**BRIEF:** Copy the data word for word, from the line containing "Exercise. Tag every instance of the boy's finger" through the last line of the data, leaving out everything before it.

**THE INPUT:**
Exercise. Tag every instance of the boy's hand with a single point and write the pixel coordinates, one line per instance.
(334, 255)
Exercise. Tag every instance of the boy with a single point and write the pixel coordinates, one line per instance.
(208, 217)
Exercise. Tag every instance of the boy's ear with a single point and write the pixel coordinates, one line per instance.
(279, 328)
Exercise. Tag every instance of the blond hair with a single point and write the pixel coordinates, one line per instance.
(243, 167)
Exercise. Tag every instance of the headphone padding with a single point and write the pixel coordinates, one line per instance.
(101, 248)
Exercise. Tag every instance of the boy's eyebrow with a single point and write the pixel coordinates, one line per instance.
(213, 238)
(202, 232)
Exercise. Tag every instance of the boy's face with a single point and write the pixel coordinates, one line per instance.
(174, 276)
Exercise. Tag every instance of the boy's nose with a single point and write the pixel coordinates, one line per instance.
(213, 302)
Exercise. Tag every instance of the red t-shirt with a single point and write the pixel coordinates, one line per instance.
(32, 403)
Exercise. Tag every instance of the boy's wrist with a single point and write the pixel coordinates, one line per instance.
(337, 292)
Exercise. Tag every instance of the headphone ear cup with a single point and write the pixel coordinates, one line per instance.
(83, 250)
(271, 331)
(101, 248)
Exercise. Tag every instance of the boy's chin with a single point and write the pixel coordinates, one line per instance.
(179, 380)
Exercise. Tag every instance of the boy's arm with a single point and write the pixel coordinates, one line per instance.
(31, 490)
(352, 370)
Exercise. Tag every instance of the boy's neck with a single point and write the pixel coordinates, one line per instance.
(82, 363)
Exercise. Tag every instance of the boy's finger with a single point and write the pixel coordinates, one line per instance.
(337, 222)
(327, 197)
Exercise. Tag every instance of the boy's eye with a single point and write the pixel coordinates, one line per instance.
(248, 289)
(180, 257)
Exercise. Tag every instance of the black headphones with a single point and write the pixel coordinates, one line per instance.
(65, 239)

**EXERCISE RESPONSE:**
Exercise. Tag every instance of the boy's finger with a single point and write the pixel coordinates, one line per instance.
(337, 222)
(327, 197)
Exercise. Tag every instance of the boy's eye with a single point and write the pixel coordinates, one line per instance.
(248, 289)
(180, 257)
Exercise. Tag every instance of the black headphones with a single point and write the pixel coordinates, one line per instance.
(65, 239)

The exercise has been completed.